### EXERCISE 1
Please translate this sentence from the text on school expansion under the ULP government into Spanish: "This was in fact the start of an expansion that was necessary to accommodate universal access to secondary education by 2005, for 100% of the nation’s 11 year olds."
### EXERCISE 2
Carry the text on school expansion under the ULP government further, starting after its final sentence.

### EXTRACTED TEXT
..............................

The Ralph Gonsalves-led ULP administration had other ideas. Almost as immediate as they got into office, there was roll out of the largest school repair program ever in this country in preparation for the start of the new school year in September 2001, including the addition of classrooms to house incoming students.
This was in fact the start of an expansion that was necessary to accommodate universal access to secondary education by 2005, for 100% of the nation’s 11 year olds. Over the next 7 years, there would be the construction of new schools in Peter’s Hope, Edinboro, West Saint George, Union Island and the refurbishing of other schools. The government also provided opportunities for hundreds of primary school teachers to access university training, increasing the number of university trained teachers from 4 in 2001, to over 500 today. 
The A’Level College has been transformed to the Saint Vincent and the Grenadines Community College with 4 divisions, providing post-secondary training up to Bachelors level, in Nursing Education with more additions and partnerships to come. The Division of Technical Vocational Education (DTVE), has seen major expansion in relation to the programs offered. This division is also augmented by the presence of 4 technical institutes at Barrouallie, Campden Park, Kingstown and Georgetown that provide level 1 Certificates to students not meeting the matriculation requirements for the DTVE.

..............................

### DATASET EXTRACT
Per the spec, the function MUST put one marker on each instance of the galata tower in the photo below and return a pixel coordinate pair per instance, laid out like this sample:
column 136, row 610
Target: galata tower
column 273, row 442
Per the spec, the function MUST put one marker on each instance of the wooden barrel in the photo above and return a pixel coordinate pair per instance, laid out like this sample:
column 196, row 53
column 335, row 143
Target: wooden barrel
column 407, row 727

..............................

### RESPONSE 1
De hecho, este fue el inicio de una expansión que era necesaria para dar cabida al acceso universal a la educación secundaria para 2005, para el 100 % de los niños de 11 años del país.

### RESPONSE 2
At the university level, SVG ranks number 1 for non-resident population on all campuses on the University of the West Indies, with significant student populations at University of the Southern Caribbean (USC) in Trinidad and the Edna Manley School of Performing Arts in Jamaica. In addition, Vincentian students have been or can be found on university campuses in Cuba, Venezuela, Mexico, Taiwan, Turkey, Azerbaijan, Austria, Morocco, and Russia; all on scholarship programs negotiated by the Government of Saint Vincent and the Grenadines.
One of the most remarkable results of this, apart from the academic certification attained by students, is the fact that this country now boasts professionals fluent in Spanish, Mandarin, Russian, Dutch, and Turkish, as a result of the Government’s policy and vision. It was a moment of pride, when a visiting Head of State of Taiwan attended a function where the translation was done for those in attendance including, the Taiwanese media, by a Vincentian national.


Conclusion
The Education Revolution, was made possible through the efficient use of public funds, negotiations with friendly allies and support from international donors, who came on board after seeing the determination of this small nation and the strides we made in our quest to educate our people. 
Surely, this is only the first story that the world needs to hear and the details which couldn’t be discussed because of the limited space, make for even more interesting reading. Every Vincentian can be proud about the strides this little island nation has made in the area of education. But we owe it to ourselves to ensure that we have a full appreciation of what we have achieved and to share this story with the world as one of what vision, faith, commitment and excellent leadership can achieve.    
Subsequent articles in this series would discuss our stories of airport development, United Nations Security Council campaign and the management of the Covid-19 pandemic.